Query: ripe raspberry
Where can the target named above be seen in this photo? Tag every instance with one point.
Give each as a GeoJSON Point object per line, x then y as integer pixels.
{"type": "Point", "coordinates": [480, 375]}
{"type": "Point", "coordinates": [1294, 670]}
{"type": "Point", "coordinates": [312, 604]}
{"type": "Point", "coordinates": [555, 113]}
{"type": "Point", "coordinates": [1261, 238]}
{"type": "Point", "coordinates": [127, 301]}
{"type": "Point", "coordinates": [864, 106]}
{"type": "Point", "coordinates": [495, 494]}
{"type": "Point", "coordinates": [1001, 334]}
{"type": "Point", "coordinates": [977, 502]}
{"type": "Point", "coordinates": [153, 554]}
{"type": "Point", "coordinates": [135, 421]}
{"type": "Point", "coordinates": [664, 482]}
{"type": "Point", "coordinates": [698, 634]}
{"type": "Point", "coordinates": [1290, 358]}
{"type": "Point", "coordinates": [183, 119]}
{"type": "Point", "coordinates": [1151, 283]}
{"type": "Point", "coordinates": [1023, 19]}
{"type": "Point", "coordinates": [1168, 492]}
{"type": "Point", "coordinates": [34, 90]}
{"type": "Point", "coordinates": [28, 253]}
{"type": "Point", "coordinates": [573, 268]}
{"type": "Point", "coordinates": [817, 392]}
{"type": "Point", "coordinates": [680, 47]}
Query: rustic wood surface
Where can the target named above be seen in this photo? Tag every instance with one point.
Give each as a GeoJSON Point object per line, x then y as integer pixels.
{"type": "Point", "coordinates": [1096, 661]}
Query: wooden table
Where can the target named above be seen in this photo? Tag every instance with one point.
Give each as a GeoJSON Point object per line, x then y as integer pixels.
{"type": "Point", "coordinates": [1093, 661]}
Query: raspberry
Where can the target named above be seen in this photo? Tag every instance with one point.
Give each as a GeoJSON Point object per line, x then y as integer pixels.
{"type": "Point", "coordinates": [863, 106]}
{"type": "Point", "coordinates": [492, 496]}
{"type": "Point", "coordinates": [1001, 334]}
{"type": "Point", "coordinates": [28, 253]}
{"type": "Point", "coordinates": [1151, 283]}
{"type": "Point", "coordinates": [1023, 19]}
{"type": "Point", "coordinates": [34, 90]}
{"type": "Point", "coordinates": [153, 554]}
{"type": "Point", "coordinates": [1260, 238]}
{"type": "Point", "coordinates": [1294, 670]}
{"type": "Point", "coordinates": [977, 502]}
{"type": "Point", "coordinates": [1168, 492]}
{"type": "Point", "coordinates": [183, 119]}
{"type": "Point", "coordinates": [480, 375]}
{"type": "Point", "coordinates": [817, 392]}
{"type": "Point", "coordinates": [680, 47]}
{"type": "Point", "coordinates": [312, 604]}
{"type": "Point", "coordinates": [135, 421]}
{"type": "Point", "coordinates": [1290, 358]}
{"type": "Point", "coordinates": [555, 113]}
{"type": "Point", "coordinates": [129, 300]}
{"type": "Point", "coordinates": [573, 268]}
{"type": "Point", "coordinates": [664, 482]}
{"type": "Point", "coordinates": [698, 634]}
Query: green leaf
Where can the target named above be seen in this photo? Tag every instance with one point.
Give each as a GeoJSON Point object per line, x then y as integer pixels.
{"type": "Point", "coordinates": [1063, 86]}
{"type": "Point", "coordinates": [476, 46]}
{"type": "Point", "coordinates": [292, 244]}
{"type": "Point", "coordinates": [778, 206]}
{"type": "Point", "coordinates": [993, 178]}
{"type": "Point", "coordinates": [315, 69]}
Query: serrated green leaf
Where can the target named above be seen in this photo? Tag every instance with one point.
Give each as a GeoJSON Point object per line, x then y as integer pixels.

::::::::

> [Directions for this task]: Reproduce all of the entries above with every occurrence of "integer pixels" swapped for "integer pixel values", leaving everything else unchanged.

> [Reply to the task]:
Query: ripe raspberry
Where can the target named above be seen in this photo? Tag every instance with one point.
Give each as a GeoJSON Point object per line, x then y as integer pixel values.
{"type": "Point", "coordinates": [480, 375]}
{"type": "Point", "coordinates": [1294, 670]}
{"type": "Point", "coordinates": [312, 604]}
{"type": "Point", "coordinates": [555, 113]}
{"type": "Point", "coordinates": [1261, 238]}
{"type": "Point", "coordinates": [127, 301]}
{"type": "Point", "coordinates": [864, 106]}
{"type": "Point", "coordinates": [495, 494]}
{"type": "Point", "coordinates": [1001, 334]}
{"type": "Point", "coordinates": [977, 502]}
{"type": "Point", "coordinates": [153, 554]}
{"type": "Point", "coordinates": [135, 421]}
{"type": "Point", "coordinates": [664, 482]}
{"type": "Point", "coordinates": [698, 634]}
{"type": "Point", "coordinates": [1290, 358]}
{"type": "Point", "coordinates": [183, 119]}
{"type": "Point", "coordinates": [1151, 283]}
{"type": "Point", "coordinates": [1023, 19]}
{"type": "Point", "coordinates": [1168, 492]}
{"type": "Point", "coordinates": [34, 90]}
{"type": "Point", "coordinates": [28, 253]}
{"type": "Point", "coordinates": [573, 268]}
{"type": "Point", "coordinates": [817, 392]}
{"type": "Point", "coordinates": [680, 47]}
Query: rustic wood surface
Where can the target named above be seen in this photo? Tag every instance with one point.
Give each as a GeoJSON Point object per line, x then y as integer pixel values.
{"type": "Point", "coordinates": [1096, 661]}
Query: wooden table
Where can the target named above be seen in this photo? Tag every instance with one point.
Give each as a GeoJSON Point object per line, x then y as integer pixel values.
{"type": "Point", "coordinates": [1093, 661]}
Query: raspberry
Where can the target named above be seen in this photo? Tag every instance with one point.
Give each as a GeoJSON Point object per line, x then y as integer pixel values.
{"type": "Point", "coordinates": [863, 106]}
{"type": "Point", "coordinates": [492, 496]}
{"type": "Point", "coordinates": [1001, 334]}
{"type": "Point", "coordinates": [28, 253]}
{"type": "Point", "coordinates": [1151, 283]}
{"type": "Point", "coordinates": [1023, 19]}
{"type": "Point", "coordinates": [34, 90]}
{"type": "Point", "coordinates": [153, 554]}
{"type": "Point", "coordinates": [1260, 238]}
{"type": "Point", "coordinates": [1294, 670]}
{"type": "Point", "coordinates": [977, 502]}
{"type": "Point", "coordinates": [1168, 492]}
{"type": "Point", "coordinates": [183, 119]}
{"type": "Point", "coordinates": [480, 375]}
{"type": "Point", "coordinates": [817, 392]}
{"type": "Point", "coordinates": [680, 47]}
{"type": "Point", "coordinates": [312, 604]}
{"type": "Point", "coordinates": [135, 421]}
{"type": "Point", "coordinates": [1290, 358]}
{"type": "Point", "coordinates": [555, 113]}
{"type": "Point", "coordinates": [129, 300]}
{"type": "Point", "coordinates": [573, 268]}
{"type": "Point", "coordinates": [664, 482]}
{"type": "Point", "coordinates": [698, 634]}
Query: green leaf
Where can the target named above be seen in this photo? Tag every instance with one point.
Give each as a GeoJSON Point object per line, x then y as integer pixel values.
{"type": "Point", "coordinates": [1063, 86]}
{"type": "Point", "coordinates": [476, 46]}
{"type": "Point", "coordinates": [292, 244]}
{"type": "Point", "coordinates": [778, 206]}
{"type": "Point", "coordinates": [993, 178]}
{"type": "Point", "coordinates": [315, 69]}
Query: serrated green leaf
Where can the target named above be seen in this photo? Tag every instance with one point.
Give each as a GeoJSON Point object per line, x then y as integer pixel values.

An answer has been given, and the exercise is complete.